>> start Extract to read

My advice would be to stop concentrating on the what isnt going well (the friends round) and make it an enjoyable times in other ways. Clubs are a god idea bt also doing things with him, going to see family etc... All the things you cant do during term times and that are still really exciting for a 7yo

urbanlife · 24/07/2019 07:59

Op I mean this kindly, relax a little.
Not being able to sleep because of this is excessive, and suggests you are focusing too much on this.

Ds will be fine, he is seven! Most children have stages in life where they have lots of friends or very few. This is how it is.
You don’t need to fix it. Simply arrange some fun days out, and let him enjoy being at home. It is supposed to be a break from school etc.
People are busy/tired in the holidays, it’s not personal.
Next academic year ask children over regularly, every fortnight or so. Then as the holidays approach you can arrange a few get together in advance. I suggest you write off this summer if you have done all you can, and focus on evolving a small group of friends next term.

Don’t take it personally, and definitely don’t teach your son that he has anything to worry about. Just make some plans now that will naturally involve other children re adventure parks/play parks/lidos etc, and then he is at least mixing with other children.

>> end Extract to read
>> start Data

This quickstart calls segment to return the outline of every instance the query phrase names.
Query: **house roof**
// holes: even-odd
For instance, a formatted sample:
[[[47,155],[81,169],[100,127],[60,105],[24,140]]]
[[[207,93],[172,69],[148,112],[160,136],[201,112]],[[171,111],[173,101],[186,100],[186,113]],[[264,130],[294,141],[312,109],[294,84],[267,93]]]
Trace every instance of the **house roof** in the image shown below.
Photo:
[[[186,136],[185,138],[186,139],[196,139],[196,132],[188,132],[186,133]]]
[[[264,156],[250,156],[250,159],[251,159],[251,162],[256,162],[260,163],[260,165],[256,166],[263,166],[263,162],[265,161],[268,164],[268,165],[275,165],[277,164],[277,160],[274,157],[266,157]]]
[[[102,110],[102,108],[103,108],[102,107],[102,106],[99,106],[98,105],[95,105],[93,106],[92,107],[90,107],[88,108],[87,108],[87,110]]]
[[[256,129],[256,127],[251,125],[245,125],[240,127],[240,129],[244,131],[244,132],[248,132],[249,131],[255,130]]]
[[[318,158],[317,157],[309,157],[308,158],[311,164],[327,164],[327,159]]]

>> end Data

Stated problem
Write out the parenting advice from "Ds will be fine, he" to "friends next term.", changing "fortnight" to "month".

Solution to this exercise
Ds will be fine, he is seven! Most children have stages in life where they have lots of friends or very few. This is how it is.
You don’t need to fix it. Simply arrange some fun days out, and let him enjoy being at home. It is supposed to be a break from school etc.
People are busy/tired in the holidays, it’s not personal.
Next academic year ask children over regularly, every month or so. Then as the holidays approach you can arrange a few get together in advance. I suggest you write off this summer if you have done all you can, and focus on evolving a small group of friends next term.